> **Photo labels and their boxes**:

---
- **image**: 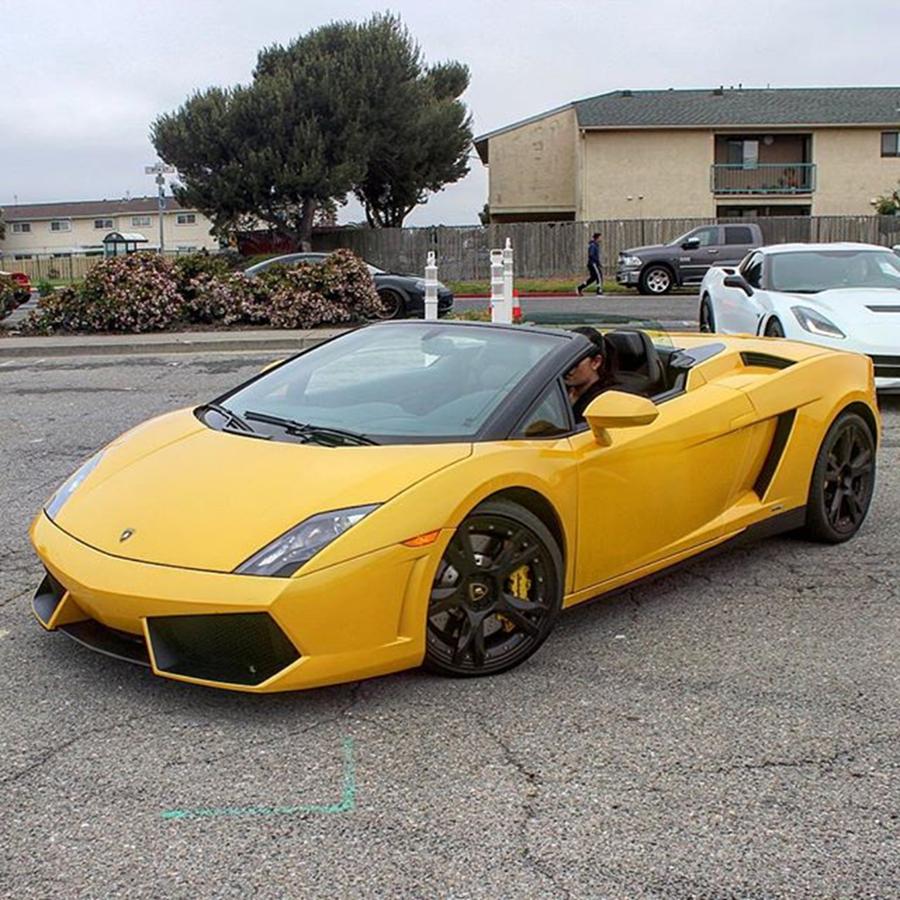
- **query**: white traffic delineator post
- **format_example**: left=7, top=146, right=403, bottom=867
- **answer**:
left=425, top=250, right=437, bottom=319
left=491, top=250, right=512, bottom=324
left=503, top=238, right=513, bottom=324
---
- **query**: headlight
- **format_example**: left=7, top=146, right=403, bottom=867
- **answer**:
left=44, top=450, right=104, bottom=519
left=791, top=306, right=847, bottom=338
left=234, top=503, right=378, bottom=578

> **Task to complete**: Copy out every line of the listing above word for word, leaving out the pictures.

> **Expected answer**:
---
- **image**: 
- **query**: white traffic delineator post
- **format_example**: left=7, top=146, right=403, bottom=867
- **answer**:
left=425, top=250, right=437, bottom=319
left=491, top=250, right=512, bottom=324
left=503, top=238, right=513, bottom=324
---
- **query**: headlight
- **format_example**: left=7, top=146, right=403, bottom=867
- **answer**:
left=44, top=450, right=104, bottom=519
left=791, top=306, right=847, bottom=338
left=234, top=503, right=378, bottom=578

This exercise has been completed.